Directive: Only the lines from the line holding "Could you point at the white cloud" through the final line of the entries below are to be returned, exactly as they stand.

▼▼▼

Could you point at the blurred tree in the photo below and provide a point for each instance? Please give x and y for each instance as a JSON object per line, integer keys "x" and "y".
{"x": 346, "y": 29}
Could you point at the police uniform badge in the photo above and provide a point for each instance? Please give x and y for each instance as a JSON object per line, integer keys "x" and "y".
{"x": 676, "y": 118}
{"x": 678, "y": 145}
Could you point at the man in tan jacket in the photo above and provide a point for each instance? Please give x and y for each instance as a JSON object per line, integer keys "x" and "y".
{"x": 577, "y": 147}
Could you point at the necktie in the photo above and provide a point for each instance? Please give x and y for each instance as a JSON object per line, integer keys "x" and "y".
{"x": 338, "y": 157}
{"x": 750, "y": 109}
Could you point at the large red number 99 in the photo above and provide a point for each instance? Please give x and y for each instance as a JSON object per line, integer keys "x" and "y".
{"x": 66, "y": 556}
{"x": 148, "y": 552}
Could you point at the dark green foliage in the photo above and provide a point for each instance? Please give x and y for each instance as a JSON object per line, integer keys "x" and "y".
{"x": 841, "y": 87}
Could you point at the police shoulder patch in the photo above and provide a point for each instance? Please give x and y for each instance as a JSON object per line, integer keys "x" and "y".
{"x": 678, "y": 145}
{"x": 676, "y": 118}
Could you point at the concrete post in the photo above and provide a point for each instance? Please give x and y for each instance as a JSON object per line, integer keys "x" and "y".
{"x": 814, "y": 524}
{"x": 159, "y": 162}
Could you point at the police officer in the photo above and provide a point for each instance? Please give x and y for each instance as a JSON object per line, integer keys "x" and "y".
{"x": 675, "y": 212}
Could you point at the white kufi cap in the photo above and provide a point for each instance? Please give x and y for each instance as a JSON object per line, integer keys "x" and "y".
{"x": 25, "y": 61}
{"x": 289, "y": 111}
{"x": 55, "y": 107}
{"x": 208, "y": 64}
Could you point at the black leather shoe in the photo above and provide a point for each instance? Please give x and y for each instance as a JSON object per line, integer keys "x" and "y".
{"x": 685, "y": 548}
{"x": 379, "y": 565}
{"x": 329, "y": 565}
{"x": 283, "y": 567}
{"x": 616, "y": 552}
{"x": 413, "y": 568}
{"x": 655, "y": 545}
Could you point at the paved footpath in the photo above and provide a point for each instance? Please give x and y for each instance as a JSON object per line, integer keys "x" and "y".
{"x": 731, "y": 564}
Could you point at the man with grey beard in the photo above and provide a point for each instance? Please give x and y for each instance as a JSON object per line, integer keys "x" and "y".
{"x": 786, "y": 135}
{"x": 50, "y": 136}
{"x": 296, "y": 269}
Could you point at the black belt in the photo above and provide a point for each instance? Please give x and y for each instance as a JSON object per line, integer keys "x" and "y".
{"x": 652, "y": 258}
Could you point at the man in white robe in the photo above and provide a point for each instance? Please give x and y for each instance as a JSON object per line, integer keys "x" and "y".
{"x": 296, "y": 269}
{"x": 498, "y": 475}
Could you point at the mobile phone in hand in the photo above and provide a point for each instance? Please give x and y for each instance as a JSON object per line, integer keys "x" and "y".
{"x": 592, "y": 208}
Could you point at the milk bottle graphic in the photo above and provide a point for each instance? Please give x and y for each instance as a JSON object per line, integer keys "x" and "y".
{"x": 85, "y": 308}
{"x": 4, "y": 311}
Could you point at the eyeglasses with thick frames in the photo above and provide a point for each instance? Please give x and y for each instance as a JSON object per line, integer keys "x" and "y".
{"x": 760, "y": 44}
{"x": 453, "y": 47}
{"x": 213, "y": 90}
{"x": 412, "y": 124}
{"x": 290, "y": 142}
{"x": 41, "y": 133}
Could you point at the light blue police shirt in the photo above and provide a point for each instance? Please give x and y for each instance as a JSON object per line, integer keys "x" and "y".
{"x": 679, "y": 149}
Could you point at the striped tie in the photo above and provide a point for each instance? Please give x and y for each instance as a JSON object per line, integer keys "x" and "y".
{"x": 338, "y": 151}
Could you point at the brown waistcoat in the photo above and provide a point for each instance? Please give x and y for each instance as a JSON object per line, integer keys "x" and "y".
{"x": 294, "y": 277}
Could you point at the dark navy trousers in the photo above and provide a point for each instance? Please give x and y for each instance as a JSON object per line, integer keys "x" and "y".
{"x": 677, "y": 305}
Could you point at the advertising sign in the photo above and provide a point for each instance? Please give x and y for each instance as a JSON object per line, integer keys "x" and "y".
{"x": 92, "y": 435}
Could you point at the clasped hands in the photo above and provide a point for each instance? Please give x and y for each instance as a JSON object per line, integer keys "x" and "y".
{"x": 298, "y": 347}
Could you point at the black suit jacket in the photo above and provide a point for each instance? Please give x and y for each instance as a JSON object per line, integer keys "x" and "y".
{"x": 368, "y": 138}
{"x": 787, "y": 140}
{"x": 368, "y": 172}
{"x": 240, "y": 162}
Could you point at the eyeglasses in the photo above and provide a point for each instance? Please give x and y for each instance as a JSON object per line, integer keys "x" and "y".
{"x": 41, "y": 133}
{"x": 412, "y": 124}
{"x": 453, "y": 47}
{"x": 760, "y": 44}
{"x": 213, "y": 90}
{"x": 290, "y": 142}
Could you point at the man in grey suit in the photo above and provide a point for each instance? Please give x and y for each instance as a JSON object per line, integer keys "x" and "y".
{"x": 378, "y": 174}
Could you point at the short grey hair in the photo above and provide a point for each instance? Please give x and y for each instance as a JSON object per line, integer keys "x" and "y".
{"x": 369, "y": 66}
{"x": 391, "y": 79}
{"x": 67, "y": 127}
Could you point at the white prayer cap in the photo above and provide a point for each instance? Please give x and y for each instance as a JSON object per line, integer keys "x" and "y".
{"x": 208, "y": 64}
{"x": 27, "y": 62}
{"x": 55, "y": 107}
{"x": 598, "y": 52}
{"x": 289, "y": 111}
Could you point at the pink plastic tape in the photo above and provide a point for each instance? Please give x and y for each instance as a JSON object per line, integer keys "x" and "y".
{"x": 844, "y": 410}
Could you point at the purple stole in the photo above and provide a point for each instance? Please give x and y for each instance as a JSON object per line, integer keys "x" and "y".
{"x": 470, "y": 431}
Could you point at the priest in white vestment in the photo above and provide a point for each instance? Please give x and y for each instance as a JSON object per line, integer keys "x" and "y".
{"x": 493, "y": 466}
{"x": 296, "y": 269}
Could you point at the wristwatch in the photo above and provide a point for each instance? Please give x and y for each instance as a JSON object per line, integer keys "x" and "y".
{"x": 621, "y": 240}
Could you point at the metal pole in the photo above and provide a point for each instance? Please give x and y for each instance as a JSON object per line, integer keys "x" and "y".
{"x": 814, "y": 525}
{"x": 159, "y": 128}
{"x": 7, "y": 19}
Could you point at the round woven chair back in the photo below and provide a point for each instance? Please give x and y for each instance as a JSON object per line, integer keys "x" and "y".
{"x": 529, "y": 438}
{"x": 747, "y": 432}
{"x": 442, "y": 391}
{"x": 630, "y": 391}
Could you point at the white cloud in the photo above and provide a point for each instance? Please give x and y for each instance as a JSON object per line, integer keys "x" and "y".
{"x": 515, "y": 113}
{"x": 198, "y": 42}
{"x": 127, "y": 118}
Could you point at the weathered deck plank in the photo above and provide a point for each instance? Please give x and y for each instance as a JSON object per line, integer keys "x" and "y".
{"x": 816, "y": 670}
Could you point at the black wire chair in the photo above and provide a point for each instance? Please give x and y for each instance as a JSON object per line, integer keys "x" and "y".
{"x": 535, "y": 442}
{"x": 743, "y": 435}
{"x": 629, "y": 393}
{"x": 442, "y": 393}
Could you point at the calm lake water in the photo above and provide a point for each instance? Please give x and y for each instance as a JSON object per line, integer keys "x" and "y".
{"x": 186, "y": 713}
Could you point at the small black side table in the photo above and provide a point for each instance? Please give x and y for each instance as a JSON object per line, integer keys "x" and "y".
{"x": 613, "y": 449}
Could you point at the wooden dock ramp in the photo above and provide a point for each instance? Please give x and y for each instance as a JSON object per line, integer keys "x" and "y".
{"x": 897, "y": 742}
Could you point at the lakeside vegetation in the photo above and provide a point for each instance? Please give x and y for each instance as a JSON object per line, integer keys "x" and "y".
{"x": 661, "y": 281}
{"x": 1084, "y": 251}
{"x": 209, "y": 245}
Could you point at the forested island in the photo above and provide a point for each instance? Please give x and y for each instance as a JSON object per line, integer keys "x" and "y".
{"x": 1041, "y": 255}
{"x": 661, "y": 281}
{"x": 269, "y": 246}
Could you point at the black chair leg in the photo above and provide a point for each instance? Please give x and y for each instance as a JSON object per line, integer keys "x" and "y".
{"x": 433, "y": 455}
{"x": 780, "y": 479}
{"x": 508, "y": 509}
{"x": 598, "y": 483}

▲▲▲

Task result:
Could you point at the white cloud in the photo above and provide a point for each instance? Please give x and y for each instance as a JSON object per line, integer keys "x" and "y".
{"x": 515, "y": 113}
{"x": 198, "y": 42}
{"x": 127, "y": 118}
Could you point at the weathered deck plank in the photo above and provide a point for each instance? Please give x and y for each instance as a JSON object per line, integer keys "x" and "y".
{"x": 816, "y": 670}
Could you point at the black wire chair in the photo above and provide a point for each instance? Please give x and y for each instance as a JSON object per line, integer keys "x" and "y".
{"x": 535, "y": 442}
{"x": 743, "y": 435}
{"x": 629, "y": 393}
{"x": 442, "y": 393}
Could you point at the calm lake water in the photo above and provide a point for each instance? Please give x and y for each instance as a JSON object per line, integer keys "x" and "y".
{"x": 186, "y": 713}
Could you point at the small black side table in the photo above and provide a point for each instance? Please give x and y for each instance as a JSON object per line, integer keys "x" and "y".
{"x": 613, "y": 449}
Could you point at the wooden dock ramp in the photo above and provide a point for each instance? Please give x and y for each instance as a JSON object per line, integer keys "x" and "y".
{"x": 897, "y": 742}
Could you point at the lakeside vegetation in the photo above and provide a point for each instance? Please give x and y for each instance as a JSON object per line, integer keys "x" and "y".
{"x": 661, "y": 281}
{"x": 1084, "y": 251}
{"x": 209, "y": 245}
Could you point at the forested island in the photo above and provide a point for each instance? Please give x and y for each instance as a JSON object per line, integer keys "x" and "y".
{"x": 1041, "y": 255}
{"x": 661, "y": 281}
{"x": 269, "y": 246}
Could you point at the black chair leg in the photo above and provide a point for each instance? Please give x and y for each instance as a JSON object per line, integer keys "x" and "y".
{"x": 433, "y": 455}
{"x": 780, "y": 479}
{"x": 508, "y": 509}
{"x": 598, "y": 483}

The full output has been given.